**Given exercise**
Replace "kerb" with "curb" and write the lines out again with nothing else changed. Begin at the line that has "window shown above." and stop at the last line.

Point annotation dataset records
+--

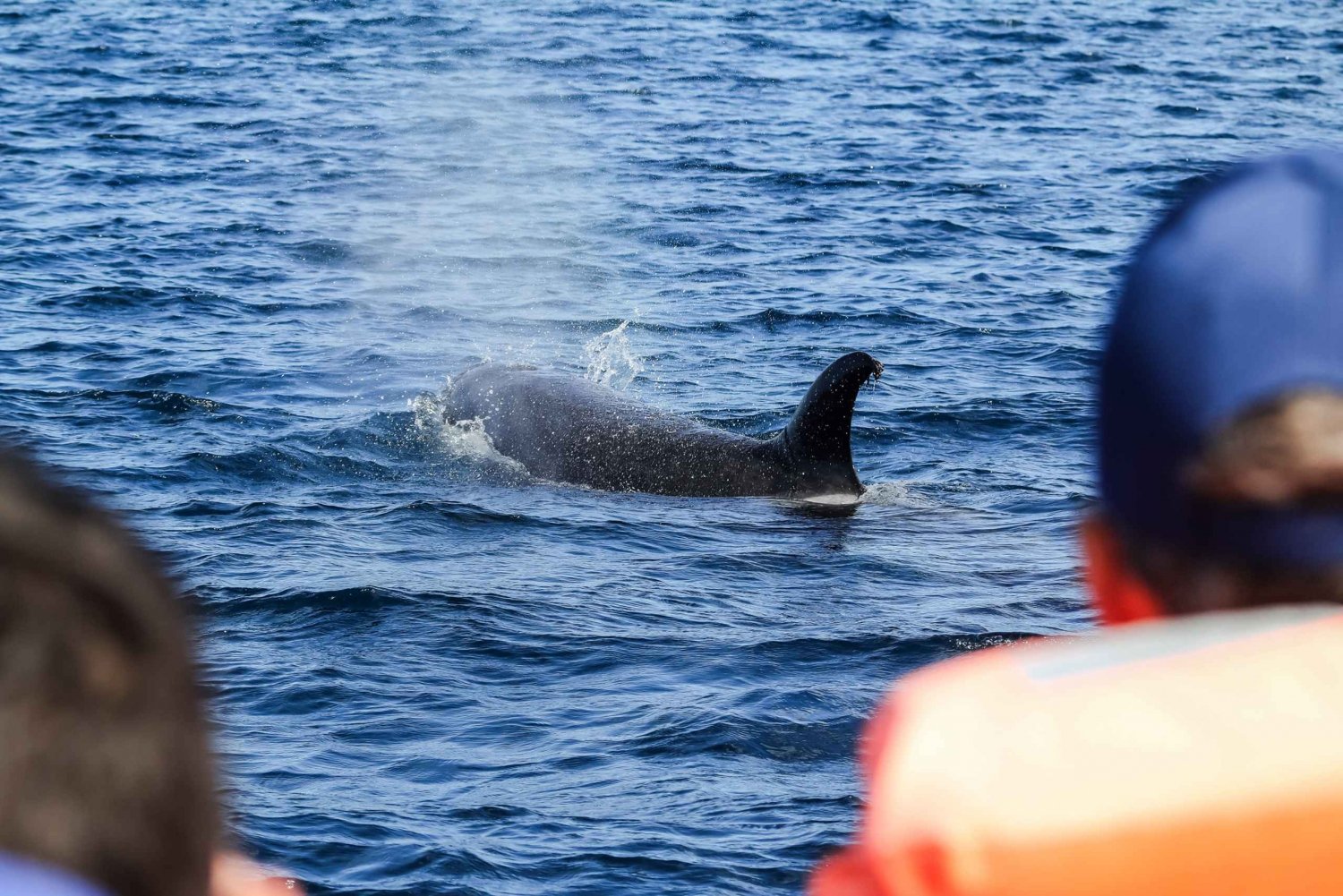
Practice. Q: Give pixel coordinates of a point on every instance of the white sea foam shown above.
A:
(612, 359)
(894, 495)
(465, 439)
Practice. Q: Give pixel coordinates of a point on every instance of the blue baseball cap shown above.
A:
(1235, 298)
(27, 877)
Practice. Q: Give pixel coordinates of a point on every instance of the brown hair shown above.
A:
(105, 764)
(1286, 453)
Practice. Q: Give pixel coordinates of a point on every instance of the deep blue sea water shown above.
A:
(244, 246)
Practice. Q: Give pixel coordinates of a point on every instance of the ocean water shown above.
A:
(244, 244)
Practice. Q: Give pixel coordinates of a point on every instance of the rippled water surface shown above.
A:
(244, 244)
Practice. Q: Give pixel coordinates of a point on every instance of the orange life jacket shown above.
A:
(1171, 758)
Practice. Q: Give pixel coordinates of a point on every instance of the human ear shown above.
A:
(1117, 594)
(235, 875)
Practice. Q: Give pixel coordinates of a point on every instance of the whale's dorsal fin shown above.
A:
(817, 437)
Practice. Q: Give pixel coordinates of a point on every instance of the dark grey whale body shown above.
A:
(569, 429)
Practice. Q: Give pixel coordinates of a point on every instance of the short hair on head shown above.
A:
(105, 762)
(1283, 455)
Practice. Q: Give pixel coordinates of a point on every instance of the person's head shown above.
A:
(1221, 402)
(105, 761)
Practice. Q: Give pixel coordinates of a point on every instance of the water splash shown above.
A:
(465, 439)
(612, 359)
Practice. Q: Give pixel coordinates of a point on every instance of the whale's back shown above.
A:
(569, 429)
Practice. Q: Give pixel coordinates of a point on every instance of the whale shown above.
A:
(569, 429)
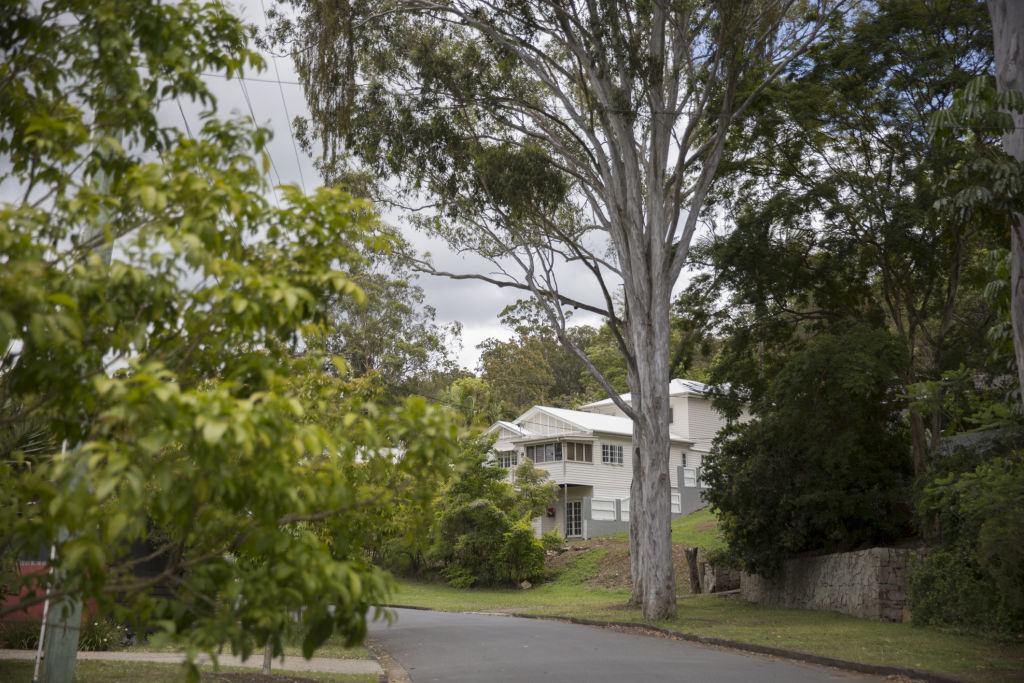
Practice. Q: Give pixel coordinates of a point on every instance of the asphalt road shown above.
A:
(489, 648)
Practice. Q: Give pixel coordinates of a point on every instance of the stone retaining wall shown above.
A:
(868, 584)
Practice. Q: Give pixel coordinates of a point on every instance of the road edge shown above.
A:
(393, 671)
(796, 655)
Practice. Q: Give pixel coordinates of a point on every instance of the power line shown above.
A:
(184, 119)
(288, 117)
(252, 114)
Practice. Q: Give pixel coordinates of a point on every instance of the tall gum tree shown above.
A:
(542, 132)
(1008, 37)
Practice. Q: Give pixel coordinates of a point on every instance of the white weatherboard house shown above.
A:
(587, 454)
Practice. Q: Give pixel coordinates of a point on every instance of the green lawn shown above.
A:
(93, 671)
(439, 596)
(828, 634)
(697, 529)
(334, 647)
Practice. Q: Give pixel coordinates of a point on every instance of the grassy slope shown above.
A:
(93, 671)
(828, 634)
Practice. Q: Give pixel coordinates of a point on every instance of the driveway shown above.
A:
(452, 647)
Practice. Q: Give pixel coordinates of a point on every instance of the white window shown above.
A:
(545, 453)
(507, 459)
(611, 455)
(573, 518)
(689, 477)
(581, 453)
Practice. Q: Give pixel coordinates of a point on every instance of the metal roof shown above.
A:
(677, 387)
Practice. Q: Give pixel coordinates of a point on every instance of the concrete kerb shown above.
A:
(647, 629)
(325, 665)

+--

**Final result**
Practice. Q: Give pixel coordinates of a point on every instance of the white window shown above.
A:
(545, 453)
(507, 459)
(611, 455)
(573, 518)
(689, 477)
(581, 453)
Practice. Q: Give pixel coordinates of a point on every instance of the metal roof shown above.
A:
(677, 387)
Practice. Q: Give pixel coordinates of a point on every instance of the concrete curb shown above.
A:
(647, 629)
(325, 665)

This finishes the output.